Every entry below has to appear again in your reply, word for word, but no picture may.

*** Opening of Exercise material ***

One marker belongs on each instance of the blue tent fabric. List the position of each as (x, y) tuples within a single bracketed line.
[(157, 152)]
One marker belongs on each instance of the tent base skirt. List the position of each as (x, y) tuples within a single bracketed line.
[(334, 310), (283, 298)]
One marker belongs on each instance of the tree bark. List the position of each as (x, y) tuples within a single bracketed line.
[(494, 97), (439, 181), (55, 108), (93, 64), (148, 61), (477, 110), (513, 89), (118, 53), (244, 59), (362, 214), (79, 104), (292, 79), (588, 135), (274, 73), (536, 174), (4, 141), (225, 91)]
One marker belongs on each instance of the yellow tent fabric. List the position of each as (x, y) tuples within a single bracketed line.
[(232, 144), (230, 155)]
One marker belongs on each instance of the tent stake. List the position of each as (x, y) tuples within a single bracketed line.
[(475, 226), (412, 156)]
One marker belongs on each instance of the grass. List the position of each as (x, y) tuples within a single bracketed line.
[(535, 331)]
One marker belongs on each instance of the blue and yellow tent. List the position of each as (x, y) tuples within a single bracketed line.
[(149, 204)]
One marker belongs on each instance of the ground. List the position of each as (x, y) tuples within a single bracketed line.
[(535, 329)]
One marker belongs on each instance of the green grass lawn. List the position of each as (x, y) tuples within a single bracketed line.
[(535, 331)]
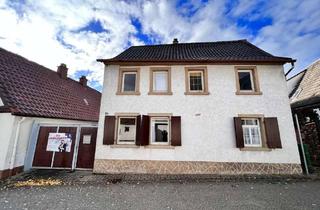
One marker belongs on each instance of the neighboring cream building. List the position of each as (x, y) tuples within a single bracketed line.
[(36, 101), (196, 108)]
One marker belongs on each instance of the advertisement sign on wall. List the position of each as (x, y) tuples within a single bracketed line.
[(59, 142)]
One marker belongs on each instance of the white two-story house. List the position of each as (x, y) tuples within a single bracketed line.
[(196, 108)]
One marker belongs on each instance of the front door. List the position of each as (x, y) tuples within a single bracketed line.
[(87, 147)]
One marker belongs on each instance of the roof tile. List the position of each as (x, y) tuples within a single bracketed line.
[(29, 89)]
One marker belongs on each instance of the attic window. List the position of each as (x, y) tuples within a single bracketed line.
[(86, 102)]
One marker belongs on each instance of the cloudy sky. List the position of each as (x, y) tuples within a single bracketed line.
[(77, 32)]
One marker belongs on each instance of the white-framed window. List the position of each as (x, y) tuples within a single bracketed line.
[(129, 80), (160, 81), (196, 81), (251, 132), (160, 130), (126, 130), (246, 80)]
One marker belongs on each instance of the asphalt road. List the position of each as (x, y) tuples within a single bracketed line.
[(164, 195)]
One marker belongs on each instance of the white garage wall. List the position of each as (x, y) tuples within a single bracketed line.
[(207, 120)]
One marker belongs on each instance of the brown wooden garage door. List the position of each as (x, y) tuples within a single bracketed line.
[(85, 152), (87, 147)]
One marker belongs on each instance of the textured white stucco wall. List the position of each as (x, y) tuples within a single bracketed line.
[(8, 129), (291, 83), (206, 120)]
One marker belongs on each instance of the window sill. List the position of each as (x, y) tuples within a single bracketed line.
[(124, 146), (196, 93), (159, 147), (160, 93), (127, 93), (265, 149), (248, 93)]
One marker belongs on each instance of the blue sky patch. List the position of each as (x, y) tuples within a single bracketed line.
[(253, 26), (140, 35)]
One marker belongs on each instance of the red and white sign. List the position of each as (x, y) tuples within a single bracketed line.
[(59, 142)]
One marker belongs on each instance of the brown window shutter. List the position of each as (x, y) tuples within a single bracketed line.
[(176, 131), (109, 126), (272, 132), (239, 132), (138, 136), (144, 130)]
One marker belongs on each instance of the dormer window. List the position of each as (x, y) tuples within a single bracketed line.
[(196, 81), (128, 83), (247, 81)]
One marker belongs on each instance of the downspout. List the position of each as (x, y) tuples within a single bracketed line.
[(15, 144), (292, 67), (301, 144)]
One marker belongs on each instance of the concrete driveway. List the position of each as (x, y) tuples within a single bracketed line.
[(100, 192)]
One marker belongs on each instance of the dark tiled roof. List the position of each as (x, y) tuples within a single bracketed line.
[(29, 89), (308, 88), (210, 52)]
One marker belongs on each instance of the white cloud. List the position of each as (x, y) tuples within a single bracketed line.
[(38, 29)]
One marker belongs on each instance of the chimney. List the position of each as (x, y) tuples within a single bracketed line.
[(62, 71), (83, 80), (175, 41)]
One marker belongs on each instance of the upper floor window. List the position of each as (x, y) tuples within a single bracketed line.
[(128, 81), (247, 81), (126, 130), (251, 132), (160, 81), (196, 81)]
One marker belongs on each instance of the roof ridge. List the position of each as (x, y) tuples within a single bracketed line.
[(183, 43)]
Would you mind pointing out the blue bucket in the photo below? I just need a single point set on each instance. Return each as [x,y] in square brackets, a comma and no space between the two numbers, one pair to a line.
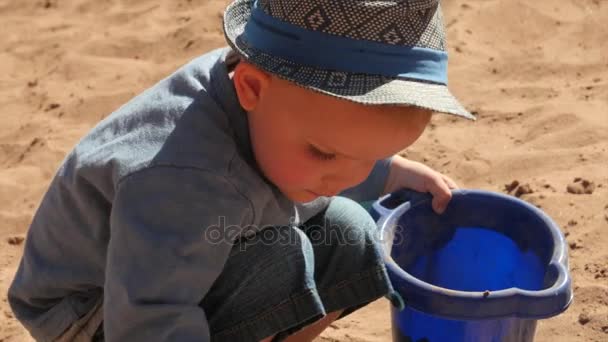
[485,270]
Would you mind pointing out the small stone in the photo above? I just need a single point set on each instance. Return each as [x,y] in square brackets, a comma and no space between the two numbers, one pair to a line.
[52,106]
[580,187]
[15,240]
[523,190]
[511,186]
[583,318]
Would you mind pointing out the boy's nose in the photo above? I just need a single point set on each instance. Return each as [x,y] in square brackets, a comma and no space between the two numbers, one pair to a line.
[348,176]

*** Close of Exercise material ***

**Task result**
One marker belongs on each instance of the blue tent fabric. List the position of each as (x, y) tuples within a single bracketed line.
[(157, 152)]
One marker belongs on each instance of the tent base skirt. List the position of each as (x, y) tuples within a single bracketed line.
[(334, 310), (283, 298)]
One marker belongs on each instance of the tree bark. List the position of each as (x, y) tuples within a single bracketed line.
[(494, 97), (439, 181), (55, 108), (93, 64), (148, 61), (477, 110), (513, 89), (118, 53), (244, 59), (362, 214), (79, 104), (292, 79), (588, 135), (274, 73), (536, 174), (4, 141), (225, 91)]
One marker belongs on each instance of the yellow tent fabric. List the position of each as (x, y) tuples within a single bracketed line.
[(232, 144), (230, 155)]
One marker belongs on each instance of the tent stake. List the position of each as (x, y) tuples within a single bracketed line.
[(475, 226), (412, 156)]
One marker belongs on each instance of the grass. List the position of each as (x, y) tuples within a single bracketed line.
[(535, 331)]
One marker belongs on each instance of the blue and yellow tent. List the position of each as (x, y) tuples within a single bracketed line.
[(149, 204)]
One marker belongs on each instance of the ground. List the position of each as (x, y) tuples within a single bracketed line.
[(535, 329)]
One marker belongs on each instance of the green grass lawn. List the position of each as (x, y) tuples within a single bracketed line.
[(535, 331)]
One marker belongs on each instance of the neighboring cream building. List the position of each as (x, y) tuples within a single bracketed line.
[(36, 101), (196, 108)]
One marker belongs on each instance of the advertisement sign on wall. List the position of each as (x, y) tuples within a single bracketed line.
[(59, 142)]
One marker belongs on each instance of the white two-story house. List the position of each as (x, y) tuples within a single bracketed line.
[(196, 108)]
One marker belongs on each instance of the front door. List the position of each as (x, y) tuples within a single bracketed line.
[(87, 147)]
One marker belongs on each instance of the roof tile. List the position of each as (x, y) tuples within a single bracketed line.
[(29, 89)]
One marker belongs on each instance of the attic window. List the position of each as (x, y) tuples within a single bracketed line.
[(86, 102)]
One marker belongs on each instance of the cloudy sky. List the position of each as (x, y) tuples within a single bracketed line.
[(77, 32)]
One marker belongs on each instance of the white-framed window. List the position of each as (x, y) tuples within a single bracketed line.
[(129, 80), (160, 81), (196, 81), (251, 132), (160, 130), (126, 130), (246, 80)]
One marker belongs on each instance of the asphalt road. List the position of each as (x, y) tuples within a single bracketed line.
[(164, 195)]
One marker belongs on each instance of the white garage wall. List the position of each as (x, y) tuples within a single bracketed line.
[(207, 120)]
One marker belongs on each instance of the brown wooden garage door. List the position of each as (x, y) tuples within a single bracketed line.
[(85, 152), (87, 147)]
One marker belongs on each instance of the textured white stucco wall. List the position of each as (x, y) tuples within a single bracketed line.
[(8, 129), (291, 83), (206, 120)]
One marker belongs on each instance of the window sill. List the position of each as (x, y) tuples within a single bracketed line.
[(124, 146), (196, 93), (159, 147), (160, 93), (127, 93), (265, 149), (248, 93)]
One marker belongs on each instance of the blue sky patch. List the position of each as (x, y) tuples within a single bracketed line.
[(253, 26), (140, 35)]
One marker belongs on each instance of the red and white sign. List the position of each as (x, y) tuples within a single bracketed line.
[(59, 142)]
One marker belongs on each instance of the brown window shutter. List the position of each as (x, y) tuples within a single bracketed line.
[(176, 131), (109, 126), (272, 132), (239, 132), (138, 136), (144, 130)]
One marker belongs on each instance of the dormer window. List the position of each as (x, y) tuples within a single bracketed line.
[(196, 81), (128, 83), (247, 81)]
One marker belongs on each instance of the downspout. List the position of each as (x, y) tuples within a single bracketed line.
[(15, 144), (292, 67), (301, 144)]
One marker belongs on each instance of the concrete driveway. List the position of each as (x, y) tuples within a single bracketed line.
[(100, 192)]
One marker belongs on each instance of the dark tiled roof. List the position of each as (x, y) tuples within a single bracketed line.
[(29, 89), (308, 88), (210, 52)]
One marker belongs on each instance of the white cloud. List the position of each as (x, y) tuples within a single bracketed line.
[(38, 29)]
One marker belongs on each instance of the chimney. List the position of each as (x, y) tuples within a single bracketed line.
[(62, 71), (83, 80), (175, 41)]
One marker belongs on each instance of the upper floor window. List the position of each as (x, y) tuples within a single bracketed line.
[(128, 81), (247, 81), (126, 130), (251, 132), (160, 81), (196, 81)]
One marker belongs on each instance of the roof ridge. List the position of each as (x, y) tuples within a single bracketed line.
[(183, 43)]
Would you mind pointing out the blue bucket in the photo below? I just need a single point set on each instance. Return each as [x,y] in square brackets, a comma and no space between the two numbers, one pair to a line.
[485,270]
Would you mind pointing out the small stone in the photo above? I just need a single point set on each instance. Return each as [x,y] in square brackets, a comma and no space between the two numbers, one pair to a line.
[52,106]
[580,187]
[15,240]
[523,190]
[511,186]
[583,318]
Would you mind pointing out the boy's nose in the photo above? I just need a single point set on each instance. Return each as [x,y] in square brackets, a comma and no space between the two numbers, one pair to a line.
[348,176]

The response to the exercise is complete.